== Records provided ==
* * * * *
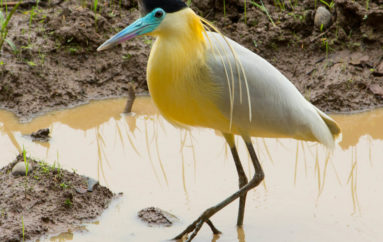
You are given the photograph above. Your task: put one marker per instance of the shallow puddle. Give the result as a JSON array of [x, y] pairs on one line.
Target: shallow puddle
[[306, 196]]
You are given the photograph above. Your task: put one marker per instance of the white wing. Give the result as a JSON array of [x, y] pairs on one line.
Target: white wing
[[276, 109]]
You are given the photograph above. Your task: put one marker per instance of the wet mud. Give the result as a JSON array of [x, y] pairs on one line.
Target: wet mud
[[54, 63], [47, 200]]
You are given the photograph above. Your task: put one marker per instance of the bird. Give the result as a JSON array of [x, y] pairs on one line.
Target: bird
[[197, 77]]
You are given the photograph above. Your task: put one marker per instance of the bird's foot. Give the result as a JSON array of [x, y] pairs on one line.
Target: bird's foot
[[197, 224]]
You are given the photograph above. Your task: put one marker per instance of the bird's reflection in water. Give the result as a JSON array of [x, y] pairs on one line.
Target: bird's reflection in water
[[175, 159]]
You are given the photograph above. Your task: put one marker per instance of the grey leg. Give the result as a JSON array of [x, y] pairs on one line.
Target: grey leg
[[241, 175], [205, 216]]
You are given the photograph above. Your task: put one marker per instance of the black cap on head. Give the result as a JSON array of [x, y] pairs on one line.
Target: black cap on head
[[169, 6]]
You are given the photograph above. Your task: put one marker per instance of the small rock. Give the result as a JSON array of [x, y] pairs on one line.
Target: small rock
[[322, 17], [360, 60], [156, 216], [20, 169], [379, 70], [376, 89], [41, 135]]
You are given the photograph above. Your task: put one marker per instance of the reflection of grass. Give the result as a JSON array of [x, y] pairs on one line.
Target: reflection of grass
[[25, 162], [352, 179]]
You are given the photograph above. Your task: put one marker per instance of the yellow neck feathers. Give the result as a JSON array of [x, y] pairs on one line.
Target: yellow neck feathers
[[177, 74]]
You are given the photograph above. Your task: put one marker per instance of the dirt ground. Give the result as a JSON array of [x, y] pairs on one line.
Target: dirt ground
[[48, 200], [54, 63]]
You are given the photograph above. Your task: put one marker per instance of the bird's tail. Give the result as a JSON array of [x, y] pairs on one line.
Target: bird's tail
[[333, 127]]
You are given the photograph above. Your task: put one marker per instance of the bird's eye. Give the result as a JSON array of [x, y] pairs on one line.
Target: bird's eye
[[158, 14]]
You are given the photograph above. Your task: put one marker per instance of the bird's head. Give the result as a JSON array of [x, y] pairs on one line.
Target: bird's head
[[154, 16]]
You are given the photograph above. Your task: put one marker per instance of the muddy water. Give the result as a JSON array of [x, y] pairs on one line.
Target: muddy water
[[306, 196]]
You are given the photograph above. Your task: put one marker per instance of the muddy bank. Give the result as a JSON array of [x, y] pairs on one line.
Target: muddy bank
[[48, 200], [339, 68]]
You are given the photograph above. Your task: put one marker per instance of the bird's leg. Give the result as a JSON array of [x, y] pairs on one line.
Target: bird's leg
[[241, 176], [205, 216]]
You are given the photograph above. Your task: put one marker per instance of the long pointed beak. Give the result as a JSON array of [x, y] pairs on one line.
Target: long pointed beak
[[139, 27]]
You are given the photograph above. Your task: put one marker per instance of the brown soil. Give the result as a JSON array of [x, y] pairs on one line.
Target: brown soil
[[56, 64], [47, 200]]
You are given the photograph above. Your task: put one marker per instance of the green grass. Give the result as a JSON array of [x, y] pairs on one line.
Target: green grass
[[95, 6], [4, 21], [22, 227], [329, 5]]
* * * * *
== Problem ==
Reproduce only the lines between the line containing "the muddy bank." and the last line of the records, those two lines included, exactly.

== Answer to this task ==
You are given the photograph above. Your task: put one marker per instance of the muddy bank. Give the result as a JSON array of [x, y] pairs on one line.
Target: muddy bank
[[48, 200], [339, 68]]
You are given the photograph above. Your task: put one marker per instance of the bird's leg. Give the result as a JSON array of [x, y] pairs on one line.
Target: bird's leg
[[241, 176], [205, 216]]
You are given the photograph above. Your task: put one marker per instance of the long pointed beak. Give the result as a JSON array of [x, y] pairs on one line.
Target: long pointed beak
[[139, 27]]
You are given the photograph above. Your task: put one marker per instance of the brown soil. Give the result as a JSON array of [x, y] pairs on one line.
Target: brown soil
[[56, 64], [47, 200]]
You are given the photograph above. Your task: put one marker per instance of the green grass. Give the result as a JSON array of [x, y] pairs on one line.
Target: green grass
[[95, 6], [4, 21], [22, 227], [329, 5]]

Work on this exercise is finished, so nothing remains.